##### Data for this exercise #####
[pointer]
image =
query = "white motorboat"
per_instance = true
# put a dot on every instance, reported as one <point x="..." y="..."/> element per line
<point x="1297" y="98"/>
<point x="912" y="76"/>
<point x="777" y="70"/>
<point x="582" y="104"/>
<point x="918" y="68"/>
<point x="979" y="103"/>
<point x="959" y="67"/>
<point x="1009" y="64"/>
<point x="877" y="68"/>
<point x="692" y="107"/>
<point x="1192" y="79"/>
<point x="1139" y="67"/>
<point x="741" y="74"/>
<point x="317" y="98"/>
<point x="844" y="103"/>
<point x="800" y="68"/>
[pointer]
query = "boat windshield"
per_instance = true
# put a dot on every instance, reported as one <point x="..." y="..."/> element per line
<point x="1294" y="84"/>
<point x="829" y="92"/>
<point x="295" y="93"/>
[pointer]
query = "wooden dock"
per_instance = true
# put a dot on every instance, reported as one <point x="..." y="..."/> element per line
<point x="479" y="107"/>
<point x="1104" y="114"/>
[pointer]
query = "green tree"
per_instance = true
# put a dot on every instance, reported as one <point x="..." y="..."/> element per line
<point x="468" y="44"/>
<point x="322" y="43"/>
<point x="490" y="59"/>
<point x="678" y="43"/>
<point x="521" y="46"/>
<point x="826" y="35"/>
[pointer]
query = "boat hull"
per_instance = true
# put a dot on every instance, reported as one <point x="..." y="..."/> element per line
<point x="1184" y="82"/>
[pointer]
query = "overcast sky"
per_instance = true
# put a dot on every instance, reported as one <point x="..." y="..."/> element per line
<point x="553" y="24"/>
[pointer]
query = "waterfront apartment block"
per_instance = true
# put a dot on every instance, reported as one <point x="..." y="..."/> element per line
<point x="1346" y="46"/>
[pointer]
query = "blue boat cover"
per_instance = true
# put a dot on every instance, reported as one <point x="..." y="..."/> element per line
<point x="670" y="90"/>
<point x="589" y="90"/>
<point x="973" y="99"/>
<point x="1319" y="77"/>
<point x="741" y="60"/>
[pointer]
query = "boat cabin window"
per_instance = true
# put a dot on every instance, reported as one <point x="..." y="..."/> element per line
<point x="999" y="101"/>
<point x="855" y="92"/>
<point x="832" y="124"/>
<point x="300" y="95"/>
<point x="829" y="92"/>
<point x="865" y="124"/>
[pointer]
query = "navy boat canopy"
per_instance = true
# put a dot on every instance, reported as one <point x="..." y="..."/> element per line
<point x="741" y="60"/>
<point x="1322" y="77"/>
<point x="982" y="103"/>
#####
Direction ->
Collect every line of the records that contains the string "query". Uppercase and lowercase letters count as different.

Right answer ->
query = "white motorboat"
query = "boat windshield"
query = "wooden dock"
query = "green tree"
query = "boat hull"
query = "overcast sky"
query = "waterfront apartment block"
query = "blue boat cover"
query = "boat cabin window"
query = "navy boat canopy"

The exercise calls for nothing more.